■ **Aim A**
Please rewrite the part of the Rome trattoria post that opens with the words containing "I know it seems" and closes with "and not explode.", changing "explode" to "burst".
■ **Aim B**
According to the Rome trattoria post, in which neighborhood is Danilo located?
■ **Aim C**
List the kinds of publications in which, according to the Rome trattoria post, Danilo appears.

I know it seems like I’m always writing about places I’ve been meaning to visit for a long time. But it’s true. There are so many places on my ‘to do’ list, that it’s hard to work them all in and not explode.
Part of this has to do with new places opening up (and there’s been a lot of that lately in Rome.) But my “to do” list is also full of traditional, old fashioned trattorie that have been around forever but that – for whatever reason – I’ve never been to.
Danilo was at the top of the list. It’s a foodies favorite here in Rome, in all the guides, blogs and magazine articles. It regularly makes it on to ‘top ten’ lists of best carbonara in town. Which would make you think I’d have been there many times over by now, right?
Anyway, my friend Jane and I were on a mission in the neighborhood where Danilo’s is located: Esquilino. It’s an area that’s gone through a lot of changes over the last two decades. Built up around the turn of the last century, it’s full of huge Beaux–Arts buildings that center around the arcaded Piazza Vittorio. And while it experienced a brief period of gentrification in the early ’90’s, the area is now known more for it’s multi–ethnic immigrant population.

Collected data:

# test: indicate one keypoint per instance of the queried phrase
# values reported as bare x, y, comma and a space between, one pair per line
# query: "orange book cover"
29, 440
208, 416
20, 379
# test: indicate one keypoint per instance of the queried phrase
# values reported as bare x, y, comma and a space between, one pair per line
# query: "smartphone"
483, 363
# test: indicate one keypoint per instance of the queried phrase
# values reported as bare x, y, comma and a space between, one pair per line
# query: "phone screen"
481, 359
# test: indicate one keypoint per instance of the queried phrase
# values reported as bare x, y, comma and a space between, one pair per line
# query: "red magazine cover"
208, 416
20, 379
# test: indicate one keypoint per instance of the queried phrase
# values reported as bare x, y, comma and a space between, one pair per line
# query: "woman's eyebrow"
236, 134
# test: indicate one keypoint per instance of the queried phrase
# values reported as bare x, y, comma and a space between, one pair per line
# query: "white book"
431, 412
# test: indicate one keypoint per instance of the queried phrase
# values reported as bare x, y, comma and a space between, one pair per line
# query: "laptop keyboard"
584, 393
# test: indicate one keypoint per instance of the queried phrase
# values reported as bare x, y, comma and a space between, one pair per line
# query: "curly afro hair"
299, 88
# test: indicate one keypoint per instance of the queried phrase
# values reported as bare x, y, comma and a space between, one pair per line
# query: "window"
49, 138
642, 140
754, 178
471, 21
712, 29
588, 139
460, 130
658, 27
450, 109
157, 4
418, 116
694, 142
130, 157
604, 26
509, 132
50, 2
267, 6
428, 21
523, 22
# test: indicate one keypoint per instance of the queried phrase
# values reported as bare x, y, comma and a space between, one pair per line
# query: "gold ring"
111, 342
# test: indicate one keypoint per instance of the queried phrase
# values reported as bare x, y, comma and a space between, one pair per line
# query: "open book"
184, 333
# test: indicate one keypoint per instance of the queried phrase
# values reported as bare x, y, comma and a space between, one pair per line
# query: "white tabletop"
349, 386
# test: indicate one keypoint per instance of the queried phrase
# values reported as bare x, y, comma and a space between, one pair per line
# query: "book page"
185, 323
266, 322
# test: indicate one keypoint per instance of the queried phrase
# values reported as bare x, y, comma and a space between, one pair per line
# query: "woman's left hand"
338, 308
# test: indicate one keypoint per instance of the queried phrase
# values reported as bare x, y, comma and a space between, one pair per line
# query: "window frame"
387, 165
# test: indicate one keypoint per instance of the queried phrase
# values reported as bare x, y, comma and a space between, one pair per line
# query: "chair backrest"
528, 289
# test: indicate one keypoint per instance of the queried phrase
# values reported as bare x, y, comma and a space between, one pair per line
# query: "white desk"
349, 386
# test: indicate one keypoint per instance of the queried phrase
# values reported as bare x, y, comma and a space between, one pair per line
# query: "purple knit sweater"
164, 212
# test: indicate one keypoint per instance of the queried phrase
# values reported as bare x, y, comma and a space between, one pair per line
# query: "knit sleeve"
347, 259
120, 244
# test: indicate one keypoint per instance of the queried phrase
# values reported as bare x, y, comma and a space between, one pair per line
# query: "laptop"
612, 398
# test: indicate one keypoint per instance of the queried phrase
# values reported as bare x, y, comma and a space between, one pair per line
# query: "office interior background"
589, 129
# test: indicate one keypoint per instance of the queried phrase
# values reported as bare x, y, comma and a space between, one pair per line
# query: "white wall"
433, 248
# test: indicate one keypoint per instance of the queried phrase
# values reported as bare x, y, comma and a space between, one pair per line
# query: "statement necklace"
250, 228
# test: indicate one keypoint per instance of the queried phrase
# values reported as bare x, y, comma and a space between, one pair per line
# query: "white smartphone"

■ **Written reply A**
I know it seems like I’m always writing about places I’ve been meaning to visit for a long time. But it’s true. There are so many places on my ‘to do’ list, that it’s hard to work them all in and not burst.

■ **Written reply B**
Esquilino

■ **Written reply C**
guides, blogs, magazine articles